Work instruction » Each line of the material must be repeated precisely, with the pictures left out.

Extracted entries »
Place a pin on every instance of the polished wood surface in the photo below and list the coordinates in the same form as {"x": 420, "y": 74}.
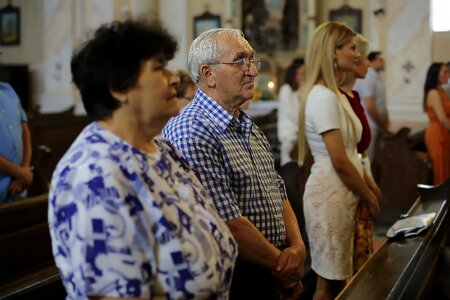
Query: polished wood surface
{"x": 404, "y": 268}
{"x": 27, "y": 268}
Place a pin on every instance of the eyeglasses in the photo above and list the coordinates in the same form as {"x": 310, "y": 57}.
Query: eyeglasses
{"x": 244, "y": 63}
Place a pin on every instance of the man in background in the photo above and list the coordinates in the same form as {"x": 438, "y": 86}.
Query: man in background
{"x": 15, "y": 147}
{"x": 373, "y": 97}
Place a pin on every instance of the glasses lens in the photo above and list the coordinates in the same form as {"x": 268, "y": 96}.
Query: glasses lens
{"x": 257, "y": 63}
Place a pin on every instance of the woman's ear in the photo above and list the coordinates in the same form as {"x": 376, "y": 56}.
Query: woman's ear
{"x": 122, "y": 97}
{"x": 207, "y": 76}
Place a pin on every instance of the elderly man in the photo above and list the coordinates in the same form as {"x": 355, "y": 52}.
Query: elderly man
{"x": 232, "y": 158}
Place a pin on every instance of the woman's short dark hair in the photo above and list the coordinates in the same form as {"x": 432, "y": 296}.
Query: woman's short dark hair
{"x": 431, "y": 81}
{"x": 112, "y": 60}
{"x": 291, "y": 71}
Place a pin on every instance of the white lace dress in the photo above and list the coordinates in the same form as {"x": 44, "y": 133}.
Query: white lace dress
{"x": 329, "y": 206}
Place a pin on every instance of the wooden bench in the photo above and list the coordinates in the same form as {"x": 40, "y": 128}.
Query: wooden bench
{"x": 410, "y": 268}
{"x": 27, "y": 268}
{"x": 397, "y": 169}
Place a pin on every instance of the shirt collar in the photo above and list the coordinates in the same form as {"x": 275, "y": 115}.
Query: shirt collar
{"x": 221, "y": 117}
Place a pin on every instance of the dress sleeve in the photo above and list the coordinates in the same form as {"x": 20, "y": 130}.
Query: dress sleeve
{"x": 98, "y": 241}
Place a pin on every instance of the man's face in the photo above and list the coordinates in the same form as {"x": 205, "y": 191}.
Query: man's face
{"x": 378, "y": 63}
{"x": 234, "y": 83}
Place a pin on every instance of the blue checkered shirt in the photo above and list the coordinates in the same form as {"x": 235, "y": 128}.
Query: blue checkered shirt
{"x": 234, "y": 162}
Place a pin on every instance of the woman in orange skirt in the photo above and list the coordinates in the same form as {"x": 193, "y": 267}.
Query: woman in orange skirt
{"x": 437, "y": 106}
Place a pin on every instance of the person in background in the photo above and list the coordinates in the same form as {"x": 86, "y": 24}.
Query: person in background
{"x": 186, "y": 89}
{"x": 233, "y": 160}
{"x": 363, "y": 244}
{"x": 436, "y": 103}
{"x": 331, "y": 129}
{"x": 373, "y": 95}
{"x": 289, "y": 106}
{"x": 16, "y": 174}
{"x": 128, "y": 218}
{"x": 446, "y": 86}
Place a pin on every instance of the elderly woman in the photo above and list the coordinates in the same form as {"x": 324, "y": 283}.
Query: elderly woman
{"x": 127, "y": 216}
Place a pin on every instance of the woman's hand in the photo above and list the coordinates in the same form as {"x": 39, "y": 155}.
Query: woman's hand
{"x": 372, "y": 203}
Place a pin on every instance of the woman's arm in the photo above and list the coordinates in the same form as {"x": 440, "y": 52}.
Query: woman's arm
{"x": 347, "y": 171}
{"x": 434, "y": 101}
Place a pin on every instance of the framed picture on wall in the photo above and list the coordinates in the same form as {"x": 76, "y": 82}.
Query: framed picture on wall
{"x": 9, "y": 25}
{"x": 350, "y": 16}
{"x": 205, "y": 22}
{"x": 271, "y": 25}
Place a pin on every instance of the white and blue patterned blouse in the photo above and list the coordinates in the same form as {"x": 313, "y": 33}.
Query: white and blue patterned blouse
{"x": 128, "y": 224}
{"x": 234, "y": 162}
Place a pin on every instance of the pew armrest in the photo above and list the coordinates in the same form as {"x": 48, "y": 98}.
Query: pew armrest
{"x": 26, "y": 285}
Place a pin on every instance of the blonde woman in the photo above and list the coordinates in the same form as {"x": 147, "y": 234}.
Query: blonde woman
{"x": 364, "y": 224}
{"x": 331, "y": 130}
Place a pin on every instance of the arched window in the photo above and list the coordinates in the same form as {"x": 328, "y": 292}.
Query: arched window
{"x": 440, "y": 20}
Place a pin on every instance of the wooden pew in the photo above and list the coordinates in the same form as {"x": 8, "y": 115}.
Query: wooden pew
{"x": 27, "y": 269}
{"x": 397, "y": 169}
{"x": 414, "y": 267}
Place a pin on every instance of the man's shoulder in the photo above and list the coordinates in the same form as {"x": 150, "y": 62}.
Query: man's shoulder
{"x": 191, "y": 122}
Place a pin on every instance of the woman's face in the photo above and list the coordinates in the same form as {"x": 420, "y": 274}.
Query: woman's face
{"x": 300, "y": 74}
{"x": 443, "y": 74}
{"x": 153, "y": 99}
{"x": 361, "y": 68}
{"x": 346, "y": 56}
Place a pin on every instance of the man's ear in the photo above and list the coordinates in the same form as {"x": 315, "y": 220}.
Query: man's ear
{"x": 122, "y": 97}
{"x": 208, "y": 76}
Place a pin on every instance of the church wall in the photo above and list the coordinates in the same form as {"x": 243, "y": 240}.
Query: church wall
{"x": 50, "y": 29}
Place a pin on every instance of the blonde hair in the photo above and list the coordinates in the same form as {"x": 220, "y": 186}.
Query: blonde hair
{"x": 321, "y": 63}
{"x": 362, "y": 46}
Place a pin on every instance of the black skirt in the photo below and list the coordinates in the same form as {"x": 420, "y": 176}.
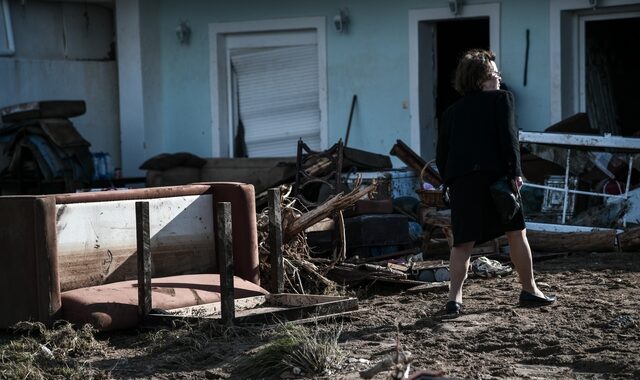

Answer area »
Place a pin on every instance of the polished wood surface in the photo below and list the coordinates in the same form as {"x": 420, "y": 74}.
Query: polished wood surface
{"x": 404, "y": 268}
{"x": 27, "y": 268}
Place a pin on every instance of the eyeglasses in the photo above and list the coordinates in the same form as {"x": 310, "y": 57}.
Query: eyeglasses
{"x": 244, "y": 63}
Place a pin on every instance of the man in background in the photo above and list the coordinates in the same form as {"x": 438, "y": 86}.
Query: man in background
{"x": 15, "y": 147}
{"x": 373, "y": 97}
Place a pin on every instance of the glasses lens in the photo above and list the coordinates in the same form as {"x": 268, "y": 96}.
Query: glasses lens
{"x": 257, "y": 63}
Place a pin on every instance of the woman's ear in the photo above and list the coordinates in the same form as {"x": 376, "y": 56}.
Query: woman's ear
{"x": 122, "y": 97}
{"x": 207, "y": 76}
Place a pin on every instance of the elderly man in the photo above and list the coordinates in the same form as {"x": 355, "y": 52}.
Query: elderly man
{"x": 232, "y": 158}
Place a pin on every instance of the woman's short dark hair in the photo above and list the coordinates in the same form as {"x": 432, "y": 296}.
Query: woman's short dark hair
{"x": 431, "y": 81}
{"x": 112, "y": 60}
{"x": 291, "y": 71}
Place a pin on every instance of the white lace dress in the photo above and list the coordinates in the same form as {"x": 44, "y": 133}.
Query: white lace dress
{"x": 329, "y": 206}
Place a pin on every instance of the wooden bench in the photo above and list the coordinates in the same form as {"x": 40, "y": 128}.
Query: wooden bench
{"x": 410, "y": 268}
{"x": 27, "y": 268}
{"x": 397, "y": 169}
Place a pin on every instance of the shirt collar in the photo above and list the coordinates in the same form as {"x": 275, "y": 115}.
Query: shirt collar
{"x": 221, "y": 117}
Place a pin on every instance of the dress sleeve in the photo above and list the coordinates in the same form as {"x": 20, "y": 130}.
Query: dress sleeve
{"x": 98, "y": 241}
Place a pin on every instance of the man's face in the photo above and list the coordinates in the same form as {"x": 205, "y": 191}.
Query: man's face
{"x": 378, "y": 63}
{"x": 234, "y": 83}
Place a pin on every instance of the blue checkered shirt in the photo above and list the coordinates in the same form as {"x": 235, "y": 128}.
Query: blue checkered shirt
{"x": 234, "y": 162}
Place a pin on every instance of the woman in orange skirt in the photo above and list the coordinates in the same form as {"x": 193, "y": 267}.
Query: woman in orange skirt
{"x": 437, "y": 106}
Place a pin on every instance of the person in background in the photo above and list the coordinates in the same form as {"x": 86, "y": 24}.
Query: person in background
{"x": 186, "y": 89}
{"x": 233, "y": 160}
{"x": 363, "y": 244}
{"x": 436, "y": 103}
{"x": 331, "y": 129}
{"x": 373, "y": 95}
{"x": 289, "y": 106}
{"x": 16, "y": 174}
{"x": 128, "y": 218}
{"x": 446, "y": 86}
Place a pin on every instance of the elderly woman in the photo above and list the coordinates in the same form as {"x": 324, "y": 283}.
Query: elderly woman
{"x": 127, "y": 216}
Place a pin on every instance of the woman's hand in the photo above and list the coordinates in the same form as {"x": 39, "y": 155}.
Query: woman's hand
{"x": 372, "y": 203}
Place a pin on every instance of the woman's arm in the photo above and list the coordinates in the same form as {"x": 440, "y": 52}.
Query: woman's arm
{"x": 347, "y": 171}
{"x": 434, "y": 101}
Place a pin on every instance of the framed picture on wall in the photo above and list the coordinates in the same form as {"x": 76, "y": 82}.
Query: framed picture on wall
{"x": 9, "y": 25}
{"x": 350, "y": 16}
{"x": 205, "y": 22}
{"x": 271, "y": 25}
Place a pin on every instance of the white and blue patterned blouse in the photo above and list the coordinates in the same form as {"x": 313, "y": 33}.
Query: white and blue patterned blouse
{"x": 128, "y": 224}
{"x": 234, "y": 162}
Place a pin on every instance of the pew armrest in the photo above and list the coordinates in the same form as {"x": 48, "y": 98}.
Query: pew armrest
{"x": 26, "y": 285}
Place a pin on every instance of the blonde woman in the photo above and list the coordinates in the same form as {"x": 147, "y": 234}.
Query: blonde woman
{"x": 364, "y": 224}
{"x": 331, "y": 130}
Place a pin on every instance of the arched window in the photo above and list the coordinates in the same form as {"x": 328, "y": 292}.
Query: arched window
{"x": 440, "y": 20}
Place a pin on every instance of the wooden pew in the photo above and list the coordinates in the same form as {"x": 8, "y": 115}.
Query: wooden pew
{"x": 27, "y": 269}
{"x": 397, "y": 169}
{"x": 414, "y": 267}
Place a pin on every instance of the man's shoulder in the photo above and list the coordinates in the same form as {"x": 150, "y": 62}.
Query: man's shoulder
{"x": 191, "y": 122}
Place a pin on every instance of the woman's face in the photo above and list the coordinates in the same form as {"x": 420, "y": 274}.
Query: woman's face
{"x": 300, "y": 74}
{"x": 443, "y": 74}
{"x": 153, "y": 99}
{"x": 361, "y": 68}
{"x": 346, "y": 56}
Place a pin on every instance of the man's ear in the photo above and list the coordinates in the same form as {"x": 315, "y": 220}.
Query: man's ear
{"x": 122, "y": 97}
{"x": 208, "y": 76}
Place a pin on every instance of the church wall in the photo above and list the coordinates in the same form as {"x": 243, "y": 240}.
Query: church wall
{"x": 50, "y": 29}
Place a pin on every instance of the blonde hair in the photo above and list the coordinates in the same form as {"x": 220, "y": 186}.
Query: blonde hair
{"x": 321, "y": 63}
{"x": 362, "y": 46}
Place a pin on every instance of the black skirt in the photo below and list the coordinates in the same form as {"x": 420, "y": 176}.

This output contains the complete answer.